> _指示 a_:
下の行から、文字列「segment」を含む行をすべて選び出し、そのまま書き写せ。大文字と小文字は区別する。

> _提示文_:
───
紅茶の味噌煮込み

東京駆け出し教員日記

ネギが先かタマネギが先か

突然だが、タマネギが嫌いだ。外皮を見れば一見フルーツのような姿をしていながら、剥いてみればどこまでが皮なんだかわからないような無限繰り返しの白い板の集積で、包丁で切れば目がやられるし、食べてみると、付け合せのサブみたいな顔をしていながらそのくせ主張が強い。特にタマネギの味を凝縮したオニオンリングみたいなやつは最悪で、私が好意的な感情を持っているイカリングと非常に形状が似ていることから、それと間違えて食べた瞬間うげっとなったかつての記憶が未だにトラウマとして私の脳内に残っている。あとタマネギをバーベキューの定番にした奴は厳しく罰せられるべきだ。
───
データのブロック

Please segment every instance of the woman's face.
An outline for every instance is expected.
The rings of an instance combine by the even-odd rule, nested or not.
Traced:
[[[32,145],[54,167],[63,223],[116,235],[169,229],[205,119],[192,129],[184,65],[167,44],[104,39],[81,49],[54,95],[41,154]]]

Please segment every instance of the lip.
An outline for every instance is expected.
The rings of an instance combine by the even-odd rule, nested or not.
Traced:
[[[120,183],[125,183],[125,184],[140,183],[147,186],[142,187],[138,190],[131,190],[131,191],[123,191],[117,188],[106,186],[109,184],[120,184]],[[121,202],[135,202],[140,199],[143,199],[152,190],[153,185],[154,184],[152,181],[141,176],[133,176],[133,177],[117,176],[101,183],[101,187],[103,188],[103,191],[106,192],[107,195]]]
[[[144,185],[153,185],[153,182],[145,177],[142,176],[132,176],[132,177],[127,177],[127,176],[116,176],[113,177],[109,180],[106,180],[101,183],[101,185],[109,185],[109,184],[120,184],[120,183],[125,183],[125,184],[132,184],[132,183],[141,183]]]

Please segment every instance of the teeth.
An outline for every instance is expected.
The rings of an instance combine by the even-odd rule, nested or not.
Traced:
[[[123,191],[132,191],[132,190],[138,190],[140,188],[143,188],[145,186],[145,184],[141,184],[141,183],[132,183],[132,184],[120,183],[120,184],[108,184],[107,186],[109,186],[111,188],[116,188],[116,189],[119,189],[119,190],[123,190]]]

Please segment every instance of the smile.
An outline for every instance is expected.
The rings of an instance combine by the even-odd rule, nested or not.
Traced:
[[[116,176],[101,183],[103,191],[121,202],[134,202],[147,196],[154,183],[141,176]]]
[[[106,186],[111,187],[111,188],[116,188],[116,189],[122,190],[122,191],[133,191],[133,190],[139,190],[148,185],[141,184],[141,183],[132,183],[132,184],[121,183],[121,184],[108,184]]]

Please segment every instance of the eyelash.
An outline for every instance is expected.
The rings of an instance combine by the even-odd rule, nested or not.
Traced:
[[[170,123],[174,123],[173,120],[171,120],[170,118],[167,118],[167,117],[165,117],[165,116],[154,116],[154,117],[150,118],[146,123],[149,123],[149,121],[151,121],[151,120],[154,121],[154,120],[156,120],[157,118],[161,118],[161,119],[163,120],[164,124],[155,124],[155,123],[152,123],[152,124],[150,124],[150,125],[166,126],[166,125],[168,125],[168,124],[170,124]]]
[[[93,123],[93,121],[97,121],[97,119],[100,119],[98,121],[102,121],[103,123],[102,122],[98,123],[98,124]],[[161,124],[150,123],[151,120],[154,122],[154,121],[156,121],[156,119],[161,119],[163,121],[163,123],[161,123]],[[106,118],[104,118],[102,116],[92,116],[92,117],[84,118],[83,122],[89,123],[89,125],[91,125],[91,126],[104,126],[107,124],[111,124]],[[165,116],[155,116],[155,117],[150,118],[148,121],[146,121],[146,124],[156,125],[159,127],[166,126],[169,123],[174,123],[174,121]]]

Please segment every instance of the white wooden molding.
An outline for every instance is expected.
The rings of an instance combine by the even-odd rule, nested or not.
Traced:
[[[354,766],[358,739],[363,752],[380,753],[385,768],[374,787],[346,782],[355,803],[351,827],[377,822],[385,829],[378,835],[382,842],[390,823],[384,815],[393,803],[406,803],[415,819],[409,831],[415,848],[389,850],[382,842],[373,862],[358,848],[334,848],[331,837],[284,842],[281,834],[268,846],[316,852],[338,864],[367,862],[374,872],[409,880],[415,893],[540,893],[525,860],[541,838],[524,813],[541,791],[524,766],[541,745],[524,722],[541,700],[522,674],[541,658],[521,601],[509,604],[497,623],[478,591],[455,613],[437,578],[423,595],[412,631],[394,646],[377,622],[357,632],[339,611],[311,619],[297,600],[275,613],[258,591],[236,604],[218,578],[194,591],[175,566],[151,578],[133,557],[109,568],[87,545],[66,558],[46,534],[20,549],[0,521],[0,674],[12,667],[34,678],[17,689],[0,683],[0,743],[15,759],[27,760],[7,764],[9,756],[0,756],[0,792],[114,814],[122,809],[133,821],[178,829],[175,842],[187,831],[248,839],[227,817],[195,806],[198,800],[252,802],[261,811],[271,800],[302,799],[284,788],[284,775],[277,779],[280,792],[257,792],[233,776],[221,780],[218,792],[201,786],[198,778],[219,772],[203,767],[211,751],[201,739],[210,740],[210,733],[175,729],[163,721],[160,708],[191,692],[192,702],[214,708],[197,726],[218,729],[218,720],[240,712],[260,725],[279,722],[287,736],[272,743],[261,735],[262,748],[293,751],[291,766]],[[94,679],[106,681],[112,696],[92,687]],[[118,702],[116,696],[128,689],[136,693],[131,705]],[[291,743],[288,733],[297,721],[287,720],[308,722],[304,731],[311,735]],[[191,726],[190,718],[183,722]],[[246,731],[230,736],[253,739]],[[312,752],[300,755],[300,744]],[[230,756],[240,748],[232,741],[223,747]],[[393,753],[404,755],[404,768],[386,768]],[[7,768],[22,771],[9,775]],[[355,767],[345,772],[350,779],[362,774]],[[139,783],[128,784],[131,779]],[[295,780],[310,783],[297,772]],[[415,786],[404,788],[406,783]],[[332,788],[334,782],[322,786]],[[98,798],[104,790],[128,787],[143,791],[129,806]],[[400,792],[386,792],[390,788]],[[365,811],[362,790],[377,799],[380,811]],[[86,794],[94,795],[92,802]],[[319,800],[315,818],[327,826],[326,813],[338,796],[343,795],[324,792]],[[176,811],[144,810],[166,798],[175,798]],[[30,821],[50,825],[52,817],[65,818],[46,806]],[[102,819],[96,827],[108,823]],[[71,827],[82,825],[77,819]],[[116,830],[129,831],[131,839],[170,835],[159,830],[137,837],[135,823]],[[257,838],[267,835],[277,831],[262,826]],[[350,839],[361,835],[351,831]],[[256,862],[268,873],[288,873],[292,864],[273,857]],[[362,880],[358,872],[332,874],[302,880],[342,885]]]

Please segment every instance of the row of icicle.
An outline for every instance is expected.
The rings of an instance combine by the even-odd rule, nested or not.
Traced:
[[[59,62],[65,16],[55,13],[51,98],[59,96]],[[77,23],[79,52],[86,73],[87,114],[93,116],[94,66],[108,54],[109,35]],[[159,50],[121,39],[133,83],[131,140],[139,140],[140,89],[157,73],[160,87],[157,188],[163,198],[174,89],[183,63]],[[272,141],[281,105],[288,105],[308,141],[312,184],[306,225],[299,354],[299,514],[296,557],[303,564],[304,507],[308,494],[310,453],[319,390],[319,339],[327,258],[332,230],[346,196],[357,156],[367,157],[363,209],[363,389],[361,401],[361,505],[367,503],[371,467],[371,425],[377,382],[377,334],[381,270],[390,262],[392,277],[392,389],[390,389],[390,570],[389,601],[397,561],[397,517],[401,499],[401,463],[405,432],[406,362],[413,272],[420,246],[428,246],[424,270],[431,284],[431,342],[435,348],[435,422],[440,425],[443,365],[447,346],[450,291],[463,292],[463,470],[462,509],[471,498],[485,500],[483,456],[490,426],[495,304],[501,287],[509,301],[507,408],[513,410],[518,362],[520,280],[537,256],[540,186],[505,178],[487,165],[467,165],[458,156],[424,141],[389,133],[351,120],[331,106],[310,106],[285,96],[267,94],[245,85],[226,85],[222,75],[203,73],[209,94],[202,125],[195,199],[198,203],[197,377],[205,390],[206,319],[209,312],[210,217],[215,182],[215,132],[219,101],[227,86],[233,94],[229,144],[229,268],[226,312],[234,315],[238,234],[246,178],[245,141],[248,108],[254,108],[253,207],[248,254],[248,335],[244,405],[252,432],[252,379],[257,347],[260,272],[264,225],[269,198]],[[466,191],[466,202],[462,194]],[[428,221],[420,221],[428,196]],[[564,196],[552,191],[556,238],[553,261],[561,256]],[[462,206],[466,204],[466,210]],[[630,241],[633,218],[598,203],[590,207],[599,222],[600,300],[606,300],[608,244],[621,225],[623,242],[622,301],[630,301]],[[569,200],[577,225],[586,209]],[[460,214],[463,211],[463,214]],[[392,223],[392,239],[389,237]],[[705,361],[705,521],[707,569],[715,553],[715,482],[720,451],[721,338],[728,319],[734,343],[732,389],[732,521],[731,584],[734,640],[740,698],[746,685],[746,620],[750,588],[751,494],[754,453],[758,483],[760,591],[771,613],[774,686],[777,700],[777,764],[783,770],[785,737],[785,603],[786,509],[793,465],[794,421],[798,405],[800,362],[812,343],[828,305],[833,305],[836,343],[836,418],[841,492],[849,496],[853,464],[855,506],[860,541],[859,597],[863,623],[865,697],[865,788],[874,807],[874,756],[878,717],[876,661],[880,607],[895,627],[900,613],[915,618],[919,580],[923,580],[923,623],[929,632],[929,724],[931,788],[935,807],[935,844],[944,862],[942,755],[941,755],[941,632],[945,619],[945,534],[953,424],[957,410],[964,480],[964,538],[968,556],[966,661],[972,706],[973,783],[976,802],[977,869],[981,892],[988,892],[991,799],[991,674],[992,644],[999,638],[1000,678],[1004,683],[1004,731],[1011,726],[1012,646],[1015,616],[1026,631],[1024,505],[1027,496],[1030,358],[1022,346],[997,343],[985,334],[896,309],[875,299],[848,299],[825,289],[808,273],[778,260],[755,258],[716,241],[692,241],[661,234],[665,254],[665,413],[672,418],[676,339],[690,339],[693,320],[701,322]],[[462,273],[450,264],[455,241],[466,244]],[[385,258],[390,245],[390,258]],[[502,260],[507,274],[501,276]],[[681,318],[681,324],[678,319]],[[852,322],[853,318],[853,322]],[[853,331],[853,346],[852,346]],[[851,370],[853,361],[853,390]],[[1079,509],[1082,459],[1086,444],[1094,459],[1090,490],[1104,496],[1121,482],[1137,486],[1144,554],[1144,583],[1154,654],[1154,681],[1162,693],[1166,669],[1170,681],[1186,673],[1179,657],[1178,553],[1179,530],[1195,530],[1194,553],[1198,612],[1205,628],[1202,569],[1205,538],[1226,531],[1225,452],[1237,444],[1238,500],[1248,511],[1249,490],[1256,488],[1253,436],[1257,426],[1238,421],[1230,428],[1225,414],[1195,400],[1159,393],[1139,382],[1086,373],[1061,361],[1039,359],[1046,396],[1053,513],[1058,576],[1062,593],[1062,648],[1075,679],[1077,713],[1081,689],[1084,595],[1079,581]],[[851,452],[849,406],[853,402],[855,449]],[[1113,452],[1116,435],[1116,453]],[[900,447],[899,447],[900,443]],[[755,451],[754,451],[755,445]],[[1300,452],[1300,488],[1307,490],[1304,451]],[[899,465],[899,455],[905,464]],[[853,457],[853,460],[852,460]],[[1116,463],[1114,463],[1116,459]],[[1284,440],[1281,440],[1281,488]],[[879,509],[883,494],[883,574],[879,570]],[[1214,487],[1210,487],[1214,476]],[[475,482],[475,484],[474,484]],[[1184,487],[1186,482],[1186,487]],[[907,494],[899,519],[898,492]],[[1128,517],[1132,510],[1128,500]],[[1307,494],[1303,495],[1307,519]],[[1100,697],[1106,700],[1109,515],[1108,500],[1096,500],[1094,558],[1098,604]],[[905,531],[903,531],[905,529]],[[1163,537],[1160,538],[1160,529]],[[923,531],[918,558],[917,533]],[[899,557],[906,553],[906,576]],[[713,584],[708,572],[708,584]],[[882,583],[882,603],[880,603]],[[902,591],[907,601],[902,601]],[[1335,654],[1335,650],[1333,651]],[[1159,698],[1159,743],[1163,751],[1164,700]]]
───
> _指示 b_:
上のタマネギについての文章のうち、「突然だが、タマネギが嫌いだ。」から「奴は厳しく罰せられるべきだ。」までの部分を、「イカリング」を「エビフライ」に置き換えて書き直してください。

> _解答 a_:
Please segment every instance of the woman's face.
Please segment every instance of the lip.
Please segment every instance of the teeth.
Please segment every instance of the smile.
Please segment every instance of the eyelash.
Please segment every instance of the white wooden molding.
Please segment every instance of the row of icicle.

> _解答 b_:
突然だが、タマネギが嫌いだ。外皮を見れば一見フルーツのような姿をしていながら、剥いてみればどこまでが皮なんだかわからないような無限繰り返しの白い板の集積で、包丁で切れば目がやられるし、食べてみると、付け合せのサブみたいな顔をしていながらそのくせ主張が強い。特にタマネギの味を凝縮したオニオンリングみたいなやつは最悪で、私が好意的な感情を持っているエビフライと非常に形状が似ていることから、それと間違えて食べた瞬間うげっとなったかつての記憶が未だにトラウマとして私の脳内に残っている。あとタマネギをバーベキューの定番にした奴は厳しく罰せられるべきだ。